begin Page extract
Description
“Hold On” explores the feminine principle as a force of resilience, continuity, and quiet strength.
The composition presents two intertwined figures whose identities dissolve into one another. The ambiguity between mother and daughter becomes intentional – the work resists fixed roles and instead focuses on relational presence. The bodies are not separated; they form a shared landscape of support and interdependence.
Organic forms and lush botanical structures expand around the figures, suggesting growth emerging from vulnerability. The gradual introduction of color – layered over time – reflects an internal shift from grief toward integration. Chromatic intensity does not decorate the composition; it signifies transformation.
The female body is neither eroticized nor idealized. It appears monumental, elemental, and fertile – positioned as a living terrain rather than an object of observation. A smaller figure climbing across the larger form introduces a dynamic of ascent, dependence, and continuity – a metaphor for generational exchange and inner becoming.
The mirrored frame plays a critical conceptual role. By reflecting the viewer, it collapses the boundary between artwork and observer. The gaze is redirected: the viewer becomes implicated in the relational structure of the piece. The question shifts from “Who are these figures?” to “Where do I stand within this dynamic?”
end Page extract
begin Data lines
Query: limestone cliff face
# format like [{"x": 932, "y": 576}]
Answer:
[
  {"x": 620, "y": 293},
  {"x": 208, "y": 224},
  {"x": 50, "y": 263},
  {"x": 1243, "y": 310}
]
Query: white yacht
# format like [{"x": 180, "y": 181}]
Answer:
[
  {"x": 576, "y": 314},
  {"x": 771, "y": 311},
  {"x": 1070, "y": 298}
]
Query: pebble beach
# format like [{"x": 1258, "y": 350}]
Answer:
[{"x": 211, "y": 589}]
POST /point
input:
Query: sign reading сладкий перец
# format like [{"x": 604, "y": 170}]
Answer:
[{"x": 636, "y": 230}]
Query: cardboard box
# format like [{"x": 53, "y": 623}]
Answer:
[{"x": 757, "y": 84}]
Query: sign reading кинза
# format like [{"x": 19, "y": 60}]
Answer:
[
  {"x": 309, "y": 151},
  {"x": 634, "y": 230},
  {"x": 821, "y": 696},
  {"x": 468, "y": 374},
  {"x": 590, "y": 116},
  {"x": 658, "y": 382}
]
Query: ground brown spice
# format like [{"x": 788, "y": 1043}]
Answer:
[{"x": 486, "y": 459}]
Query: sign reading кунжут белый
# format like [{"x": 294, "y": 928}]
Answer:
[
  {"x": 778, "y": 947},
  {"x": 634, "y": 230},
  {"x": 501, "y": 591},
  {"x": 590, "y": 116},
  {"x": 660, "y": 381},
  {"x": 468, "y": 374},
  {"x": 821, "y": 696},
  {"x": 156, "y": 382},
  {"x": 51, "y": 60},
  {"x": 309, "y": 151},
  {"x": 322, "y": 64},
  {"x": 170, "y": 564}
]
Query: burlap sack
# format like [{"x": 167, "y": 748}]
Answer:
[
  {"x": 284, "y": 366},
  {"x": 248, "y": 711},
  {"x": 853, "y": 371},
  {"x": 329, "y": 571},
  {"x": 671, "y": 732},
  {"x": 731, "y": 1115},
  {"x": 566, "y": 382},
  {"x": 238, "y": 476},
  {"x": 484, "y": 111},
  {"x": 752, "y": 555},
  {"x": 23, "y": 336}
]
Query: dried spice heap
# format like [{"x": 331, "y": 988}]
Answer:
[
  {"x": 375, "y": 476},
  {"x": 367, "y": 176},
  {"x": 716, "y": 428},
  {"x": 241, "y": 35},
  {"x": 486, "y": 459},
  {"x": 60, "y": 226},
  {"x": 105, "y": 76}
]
end Data lines
Challenge 1 ▸
Answer these from the description of the artwork "Hold On":
(a) What does the gradual introduction of color reflect?
(b) What does the smaller figure climb across?
(c) Who does the mirrored frame reflect?
Challenge 2 ▸
In the description of the artwork "Hold On," which words describe how the female body appears?
Challenge 3 ▸
Pick up the description of the artwork "Hold On" after its final sentence and continue it.
The listing has no connection to the artwork description.

Exercise response 1 ▸
(a) An internal shift from grief toward integration.
(b) The larger form.
(c) The viewer.

Exercise response 2 ▸
Monumental, elemental, and fertile.

Exercise response 3 ▸
“Hold On” ultimately reflects on endurance – not as resistance, but as sustained presence. It is a meditation on the quiet, sustaining voice of the feminine: a whisper that persists through rupture and insists on continuity.
To whisper of femininity that waters the inner garden.
Artist’s Note.
“Hold On”
The first sketch was created shortly after the artist’s older sister passed away.
Two figures appeared on a white sheet of paper – without background, without color. Only relationship.
The work was born from the experience of feminine energy that emerged between the artist and her mother during mourning. From the quiet strength of holding one another. From a presence that did not require words.
Over time, the boundaries began to blur.
It was no longer clear which figure was the mother and which was the daughter.
Identity lost its importance – what remained was connection.
In the following years, the composition slowly expanded. Organic forms began to appear, vegetation, space surrounding the bodies. Later – color.
Color emerged in parallel with the transformation of grief.
The more integration occurred, the more color entered the work.
The process lasted seven years – from the raw sketch to a fully saturated form.
In the final stage, a mirrored frame was added.
The mirror incorporates the viewer into the structure of the piece.
The reflection transforms the artwork from a closed story of two figures into a question: where do I stand within this relationship?
“Hold On” is a story about the feminine principle – about an energy that can whisper in the most difficult moments:
Hold on.
Everything will be alright.
This is not a painting about loss.
It is a painting about endurance.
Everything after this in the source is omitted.